_TASK ITEM:_
Print the records exactly as they are written.

_RECORDS FOR THIS EXERCISE:_
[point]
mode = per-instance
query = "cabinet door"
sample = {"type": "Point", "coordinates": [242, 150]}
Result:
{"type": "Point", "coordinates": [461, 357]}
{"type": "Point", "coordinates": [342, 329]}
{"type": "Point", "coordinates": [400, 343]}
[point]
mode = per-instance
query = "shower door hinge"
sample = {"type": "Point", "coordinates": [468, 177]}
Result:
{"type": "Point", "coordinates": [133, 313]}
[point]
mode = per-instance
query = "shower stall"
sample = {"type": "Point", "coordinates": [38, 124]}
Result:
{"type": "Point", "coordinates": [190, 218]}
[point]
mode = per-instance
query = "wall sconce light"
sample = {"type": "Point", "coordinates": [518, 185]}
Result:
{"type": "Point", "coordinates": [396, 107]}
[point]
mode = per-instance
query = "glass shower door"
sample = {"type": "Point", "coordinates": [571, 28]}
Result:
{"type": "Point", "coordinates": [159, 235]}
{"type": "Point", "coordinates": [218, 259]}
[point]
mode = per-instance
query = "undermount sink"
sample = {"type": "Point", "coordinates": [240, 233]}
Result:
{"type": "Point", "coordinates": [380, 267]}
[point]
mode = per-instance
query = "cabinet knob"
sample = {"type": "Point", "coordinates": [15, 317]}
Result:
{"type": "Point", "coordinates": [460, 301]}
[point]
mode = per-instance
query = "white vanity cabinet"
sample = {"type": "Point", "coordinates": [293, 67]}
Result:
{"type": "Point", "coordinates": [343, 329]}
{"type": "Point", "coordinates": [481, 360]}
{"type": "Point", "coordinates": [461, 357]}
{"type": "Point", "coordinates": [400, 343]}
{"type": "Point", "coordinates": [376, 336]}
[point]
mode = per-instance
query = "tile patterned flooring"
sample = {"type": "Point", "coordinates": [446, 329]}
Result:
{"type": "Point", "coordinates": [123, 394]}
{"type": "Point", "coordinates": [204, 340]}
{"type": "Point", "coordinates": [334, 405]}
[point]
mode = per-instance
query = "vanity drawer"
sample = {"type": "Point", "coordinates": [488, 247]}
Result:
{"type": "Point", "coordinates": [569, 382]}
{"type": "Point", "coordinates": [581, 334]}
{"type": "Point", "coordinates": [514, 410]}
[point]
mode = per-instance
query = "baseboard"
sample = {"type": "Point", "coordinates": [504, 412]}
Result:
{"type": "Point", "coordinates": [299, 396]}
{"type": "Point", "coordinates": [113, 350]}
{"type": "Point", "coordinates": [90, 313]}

_EXERCISE ANSWER:_
[point]
mode = per-instance
query = "cabinet door"
sample = {"type": "Point", "coordinates": [242, 150]}
Result:
{"type": "Point", "coordinates": [461, 357]}
{"type": "Point", "coordinates": [342, 329]}
{"type": "Point", "coordinates": [400, 343]}
[point]
mode = per-instance
query = "shower door hinge"
sample = {"type": "Point", "coordinates": [468, 177]}
Result:
{"type": "Point", "coordinates": [133, 313]}
[point]
mode = per-instance
query = "shower stall"
sample = {"type": "Point", "coordinates": [38, 124]}
Result:
{"type": "Point", "coordinates": [190, 218]}
[point]
mode = per-instance
query = "wall sconce light"
sample = {"type": "Point", "coordinates": [518, 185]}
Result:
{"type": "Point", "coordinates": [396, 107]}
[point]
mode = per-instance
query = "glass shower door"
sample = {"type": "Point", "coordinates": [571, 28]}
Result:
{"type": "Point", "coordinates": [159, 235]}
{"type": "Point", "coordinates": [218, 259]}
[point]
mode = per-instance
query = "undermount sink"
sample = {"type": "Point", "coordinates": [240, 233]}
Result:
{"type": "Point", "coordinates": [380, 267]}
[point]
mode = per-instance
query = "cabinet knob"
sample = {"type": "Point", "coordinates": [15, 317]}
Result:
{"type": "Point", "coordinates": [460, 301]}
[point]
mode = per-instance
query = "white vanity cabinet"
sample = {"type": "Point", "coordinates": [293, 67]}
Result:
{"type": "Point", "coordinates": [343, 329]}
{"type": "Point", "coordinates": [481, 360]}
{"type": "Point", "coordinates": [461, 357]}
{"type": "Point", "coordinates": [400, 343]}
{"type": "Point", "coordinates": [376, 336]}
[point]
mode = per-instance
query = "tile patterned flooring"
sample = {"type": "Point", "coordinates": [446, 329]}
Result:
{"type": "Point", "coordinates": [123, 394]}
{"type": "Point", "coordinates": [204, 340]}
{"type": "Point", "coordinates": [334, 405]}
[point]
mode = per-instance
query = "vanity drawer"
sample = {"type": "Point", "coordinates": [488, 247]}
Result:
{"type": "Point", "coordinates": [569, 382]}
{"type": "Point", "coordinates": [581, 334]}
{"type": "Point", "coordinates": [514, 410]}
[point]
mode = per-instance
query = "baseboard"
sample = {"type": "Point", "coordinates": [504, 412]}
Result:
{"type": "Point", "coordinates": [299, 396]}
{"type": "Point", "coordinates": [113, 350]}
{"type": "Point", "coordinates": [90, 313]}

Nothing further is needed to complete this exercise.